## Problem 1
Translate into Spanish this sentence from the forum thread on shuffling sparse matrix columns: "I'm not aware of any function in the standard library that samples without replacement."

## Text extract
— START —
I have some questions:

Is there a faster way to sample! from the row indices 1:M than is done in shuffle_sparse_columns!?
Is the CSR format more efficient for M < N? If so, are there any suggestions on how to adapt shuffle_sparse_columns! for a custom “SparseMatrixCSR”?

Slightly unrelated:

Is there a suitable way to benchmark memory usage/allocations with PyCall?

Any suggestions on how to get the performance comparable with scikit learn are appreciated.

Tamas_Papp · March 22, 2021, 7:27am

First, I would try profiling the code to see where the bottleneck is. I find the following helpful:

eliassno · March 22, 2021, 2:23pm

sample! is the bottleneck for this matrix size.

using ProfileVega
M, N, p = 5000, 10000, 0.01;
Random.seed!(0);
X = sprand(M, N, p);
columns = 1:N
ProfileVega.@profview shuffle_sparse_columns!(X, columns)

About 90% of the backtraces are in seqsample_a! in StatsBase. Most of it is spent in the innermost while loop.

The smaller example ends up using seqsample_c!.

Tamas_Papp · March 23, 2021, 9:24am

If you are sampling without replacement from 1:M, you can try a rand!(rowvals, 1:M) and then order it in place with sort!.

eliassno · March 23, 2021, 11:25am

I’m not aware of any function in the standard library that samples without replacement.

julia> Random.seed!(0); x = fill(0, 5); rand!(x, 1:6)
5-element Array{Int64,1}:
 5
 1
 3
 1
 6

stevengj · March 23, 2021, 12:34pm

What is the typical length of rowvals (i.e. the typically number of nonzeros per column)? If it is very small compared to M, there might be a much faster sampling algorithm.
— END —
## Source material
— START —
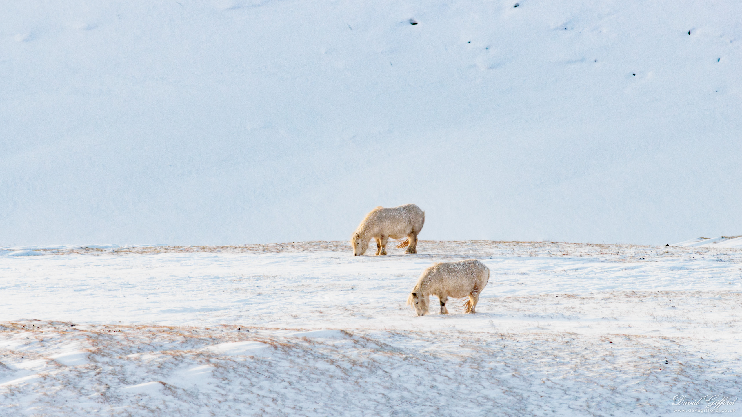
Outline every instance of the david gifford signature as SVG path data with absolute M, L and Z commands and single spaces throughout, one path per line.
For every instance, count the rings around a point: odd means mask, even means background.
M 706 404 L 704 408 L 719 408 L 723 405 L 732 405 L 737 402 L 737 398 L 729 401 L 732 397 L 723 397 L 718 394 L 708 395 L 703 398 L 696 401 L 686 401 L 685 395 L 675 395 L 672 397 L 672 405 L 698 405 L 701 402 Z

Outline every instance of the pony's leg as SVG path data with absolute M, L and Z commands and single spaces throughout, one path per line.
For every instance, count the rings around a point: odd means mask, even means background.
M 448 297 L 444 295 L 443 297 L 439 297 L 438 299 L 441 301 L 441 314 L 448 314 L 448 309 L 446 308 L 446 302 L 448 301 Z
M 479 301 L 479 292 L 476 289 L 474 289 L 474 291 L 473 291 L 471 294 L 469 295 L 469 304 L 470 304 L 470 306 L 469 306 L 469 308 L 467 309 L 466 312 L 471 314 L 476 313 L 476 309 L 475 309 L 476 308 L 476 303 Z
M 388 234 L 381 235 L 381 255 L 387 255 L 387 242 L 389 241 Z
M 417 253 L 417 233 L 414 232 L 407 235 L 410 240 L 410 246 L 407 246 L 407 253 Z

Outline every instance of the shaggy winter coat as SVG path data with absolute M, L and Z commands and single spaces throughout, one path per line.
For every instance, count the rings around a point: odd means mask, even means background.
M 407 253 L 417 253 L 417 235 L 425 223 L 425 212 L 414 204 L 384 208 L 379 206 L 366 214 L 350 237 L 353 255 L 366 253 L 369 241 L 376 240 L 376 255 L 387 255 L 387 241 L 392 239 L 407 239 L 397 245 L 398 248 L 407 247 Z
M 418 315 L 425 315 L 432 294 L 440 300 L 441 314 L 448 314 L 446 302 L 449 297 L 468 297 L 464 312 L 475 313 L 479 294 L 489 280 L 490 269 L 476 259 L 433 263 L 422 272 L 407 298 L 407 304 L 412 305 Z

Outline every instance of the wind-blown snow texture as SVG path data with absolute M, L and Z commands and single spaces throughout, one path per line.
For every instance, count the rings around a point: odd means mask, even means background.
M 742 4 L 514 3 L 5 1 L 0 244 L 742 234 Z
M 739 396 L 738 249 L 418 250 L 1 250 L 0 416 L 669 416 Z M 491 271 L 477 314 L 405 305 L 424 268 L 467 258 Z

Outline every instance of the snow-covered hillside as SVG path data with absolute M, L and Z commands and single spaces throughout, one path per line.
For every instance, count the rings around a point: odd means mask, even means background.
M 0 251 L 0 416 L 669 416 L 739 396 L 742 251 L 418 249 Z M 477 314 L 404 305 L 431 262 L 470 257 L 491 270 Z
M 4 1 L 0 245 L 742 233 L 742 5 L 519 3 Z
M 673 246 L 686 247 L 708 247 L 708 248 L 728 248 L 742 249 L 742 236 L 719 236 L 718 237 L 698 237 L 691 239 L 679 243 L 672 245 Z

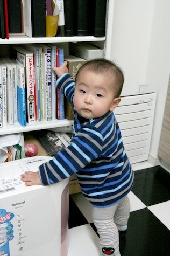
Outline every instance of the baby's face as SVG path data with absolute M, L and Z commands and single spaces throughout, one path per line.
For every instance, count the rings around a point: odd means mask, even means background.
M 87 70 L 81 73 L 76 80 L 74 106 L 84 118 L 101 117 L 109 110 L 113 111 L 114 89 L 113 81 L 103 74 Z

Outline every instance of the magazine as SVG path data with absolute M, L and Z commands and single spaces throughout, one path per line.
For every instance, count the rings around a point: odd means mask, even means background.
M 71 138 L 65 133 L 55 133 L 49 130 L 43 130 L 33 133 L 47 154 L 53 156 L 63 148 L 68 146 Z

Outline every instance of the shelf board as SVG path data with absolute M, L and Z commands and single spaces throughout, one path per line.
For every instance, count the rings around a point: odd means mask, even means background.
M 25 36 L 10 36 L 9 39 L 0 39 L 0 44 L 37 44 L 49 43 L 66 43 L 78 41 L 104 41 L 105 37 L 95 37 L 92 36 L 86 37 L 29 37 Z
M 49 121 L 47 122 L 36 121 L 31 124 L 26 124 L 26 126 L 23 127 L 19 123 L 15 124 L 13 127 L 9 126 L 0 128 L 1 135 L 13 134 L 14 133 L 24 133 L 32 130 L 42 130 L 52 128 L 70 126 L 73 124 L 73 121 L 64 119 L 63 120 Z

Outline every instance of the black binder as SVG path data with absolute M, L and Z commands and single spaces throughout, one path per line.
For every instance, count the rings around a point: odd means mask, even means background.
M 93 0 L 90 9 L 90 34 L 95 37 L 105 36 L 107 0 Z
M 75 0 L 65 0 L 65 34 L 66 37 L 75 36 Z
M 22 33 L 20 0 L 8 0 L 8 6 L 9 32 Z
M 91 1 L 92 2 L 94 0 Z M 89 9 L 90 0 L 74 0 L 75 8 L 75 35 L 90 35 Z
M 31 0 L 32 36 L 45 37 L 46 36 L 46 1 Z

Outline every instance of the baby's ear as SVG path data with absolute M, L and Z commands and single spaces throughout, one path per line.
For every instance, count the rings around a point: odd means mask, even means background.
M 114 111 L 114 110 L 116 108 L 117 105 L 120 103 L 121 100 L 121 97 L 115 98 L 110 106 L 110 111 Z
— END —
## Problem 2
Rewrite the part of the listing starting at the line containing "Outline every instance of the shelf" and ending with the last line of the listing, substituting "dark folder" for "black binder" and keeping everything else the same.

## Task response 1
No conozco ninguna función de la biblioteca estándar que muestree sin reemplazo.

## Task response 2
Outline every instance of the shelf board as SVG path data with absolute M, L and Z commands and single spaces throughout, one path per line.
For every instance, count the rings around a point: odd means mask, even means background.
M 25 36 L 10 36 L 9 39 L 0 39 L 0 44 L 37 44 L 49 43 L 66 43 L 78 41 L 104 41 L 105 37 L 95 37 L 92 36 L 86 37 L 29 37 Z
M 49 121 L 47 122 L 36 121 L 31 124 L 26 124 L 26 126 L 23 127 L 19 123 L 15 124 L 13 127 L 9 126 L 0 128 L 1 135 L 13 134 L 14 133 L 24 133 L 32 130 L 42 130 L 52 128 L 70 126 L 73 124 L 73 121 L 64 119 L 63 120 Z

Outline every instance of the dark folder as SVG path data with absolute M, L and Z commands and single spaces throughout, one path per line.
For every instance, count the rings around a point: odd means mask, even means background.
M 93 0 L 90 9 L 90 34 L 95 37 L 105 36 L 107 0 Z
M 75 0 L 65 0 L 65 34 L 66 37 L 75 36 Z
M 22 33 L 20 0 L 8 0 L 8 6 L 9 32 Z
M 91 1 L 92 2 L 94 0 Z M 89 9 L 90 0 L 74 0 L 75 8 L 75 35 L 90 35 Z
M 31 0 L 32 36 L 45 37 L 46 36 L 46 1 Z

Outline every instance of the baby's ear as SVG path data with absolute M, L and Z commands and single spaces throughout, one path per line.
For every instance, count the rings around a point: odd means mask, even means background.
M 114 111 L 114 110 L 116 108 L 117 105 L 120 103 L 121 100 L 121 97 L 115 98 L 110 106 L 110 111 Z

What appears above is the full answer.